> Collected data
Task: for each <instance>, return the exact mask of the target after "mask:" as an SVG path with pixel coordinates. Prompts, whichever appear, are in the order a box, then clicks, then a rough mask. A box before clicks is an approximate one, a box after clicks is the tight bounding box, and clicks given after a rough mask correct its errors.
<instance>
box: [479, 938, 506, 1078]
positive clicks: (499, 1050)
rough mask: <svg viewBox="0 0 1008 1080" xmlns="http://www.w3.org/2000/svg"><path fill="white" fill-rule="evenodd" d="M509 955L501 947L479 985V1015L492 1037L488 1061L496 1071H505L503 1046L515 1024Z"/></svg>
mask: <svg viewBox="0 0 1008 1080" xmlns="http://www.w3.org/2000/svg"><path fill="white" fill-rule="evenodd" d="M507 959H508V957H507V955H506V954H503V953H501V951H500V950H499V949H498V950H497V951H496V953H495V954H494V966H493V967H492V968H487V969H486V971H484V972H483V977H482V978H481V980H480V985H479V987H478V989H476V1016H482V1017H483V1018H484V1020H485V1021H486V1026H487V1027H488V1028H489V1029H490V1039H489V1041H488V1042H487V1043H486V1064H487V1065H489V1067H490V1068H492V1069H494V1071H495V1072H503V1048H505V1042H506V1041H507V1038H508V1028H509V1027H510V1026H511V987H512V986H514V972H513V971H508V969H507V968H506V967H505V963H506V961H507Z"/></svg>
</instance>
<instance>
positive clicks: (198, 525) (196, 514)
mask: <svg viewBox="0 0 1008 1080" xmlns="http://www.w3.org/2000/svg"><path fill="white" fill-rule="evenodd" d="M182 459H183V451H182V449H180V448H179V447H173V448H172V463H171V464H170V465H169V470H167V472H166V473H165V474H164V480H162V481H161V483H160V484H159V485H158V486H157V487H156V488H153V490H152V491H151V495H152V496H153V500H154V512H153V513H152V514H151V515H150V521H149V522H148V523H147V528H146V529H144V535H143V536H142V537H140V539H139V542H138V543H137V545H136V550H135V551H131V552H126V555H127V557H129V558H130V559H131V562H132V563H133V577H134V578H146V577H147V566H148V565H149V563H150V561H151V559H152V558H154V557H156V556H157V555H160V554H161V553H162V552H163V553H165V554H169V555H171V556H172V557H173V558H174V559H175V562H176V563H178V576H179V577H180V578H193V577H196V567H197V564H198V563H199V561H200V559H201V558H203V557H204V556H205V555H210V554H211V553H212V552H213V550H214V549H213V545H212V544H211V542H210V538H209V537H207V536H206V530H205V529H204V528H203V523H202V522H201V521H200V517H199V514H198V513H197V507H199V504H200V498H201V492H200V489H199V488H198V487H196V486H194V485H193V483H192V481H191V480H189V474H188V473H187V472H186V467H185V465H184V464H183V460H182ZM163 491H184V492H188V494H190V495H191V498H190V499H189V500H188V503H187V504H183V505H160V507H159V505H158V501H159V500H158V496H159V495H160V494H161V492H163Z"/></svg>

> Work instruction
Copy every line of the records above verbatim, changing nothing.

> Answer section
Task: for each <instance>, return the exact mask of the target after "mask:" as an SVG path with pixel coordinates. Prompts, whichever appear, are in the order a box, then clicks, then a rough mask. A box before clicks is an approximate one, a box after clicks is the tight bounding box, and clicks given after a rough mask correct its errors.
<instance>
box: [479, 938, 506, 1078]
positive clicks: (499, 1050)
rough mask: <svg viewBox="0 0 1008 1080" xmlns="http://www.w3.org/2000/svg"><path fill="white" fill-rule="evenodd" d="M509 955L501 947L479 985V1015L492 1037L488 1061L496 1071H505L503 1046L515 1024Z"/></svg>
mask: <svg viewBox="0 0 1008 1080" xmlns="http://www.w3.org/2000/svg"><path fill="white" fill-rule="evenodd" d="M507 959H508V957H507V955H506V954H503V953H501V951H500V950H499V949H498V950H497V951H496V953H495V954H494V966H493V967H492V968H487V969H486V971H484V972H483V977H482V978H481V980H480V985H479V987H478V989H476V1016H482V1017H483V1018H484V1020H485V1021H486V1026H487V1027H488V1028H489V1029H490V1039H489V1041H488V1042H487V1043H486V1064H487V1065H489V1067H490V1068H492V1069H494V1071H495V1072H503V1048H505V1042H506V1041H507V1038H508V1028H509V1027H510V1026H511V987H512V986H514V972H513V971H508V969H507V968H506V967H505V963H506V961H507Z"/></svg>
</instance>
<instance>
positive clicks: (198, 525) (196, 514)
mask: <svg viewBox="0 0 1008 1080" xmlns="http://www.w3.org/2000/svg"><path fill="white" fill-rule="evenodd" d="M182 459H183V451H182V449H180V448H179V447H173V448H172V463H171V464H170V465H169V470H167V472H166V473H165V474H164V480H162V481H161V483H160V484H159V485H158V486H157V487H156V488H153V490H152V491H151V495H152V496H153V500H154V512H153V513H152V514H151V515H150V521H149V522H148V523H147V528H146V529H144V535H143V536H142V537H140V539H139V542H138V543H137V545H136V550H135V551H131V552H126V555H127V557H129V558H130V559H131V562H132V563H133V577H134V578H146V577H147V566H148V565H149V563H150V561H151V559H152V558H154V557H156V556H157V555H160V554H161V553H162V552H163V553H165V554H169V555H171V556H172V557H173V558H174V559H175V562H176V563H178V576H179V577H180V578H193V577H196V567H197V564H198V563H199V561H200V559H201V558H203V557H204V556H205V555H210V554H211V553H212V552H213V550H214V549H213V545H212V544H211V542H210V538H209V537H207V536H206V530H205V529H204V528H203V523H202V522H201V521H200V517H199V514H198V513H197V507H199V504H200V498H201V492H200V489H199V488H198V487H196V486H194V485H193V483H192V481H191V480H189V474H188V473H187V472H186V467H185V465H184V464H183V460H182ZM163 491H184V492H188V494H190V495H191V498H190V499H189V500H188V503H187V504H183V505H160V507H159V505H158V501H159V500H158V496H159V495H160V494H161V492H163Z"/></svg>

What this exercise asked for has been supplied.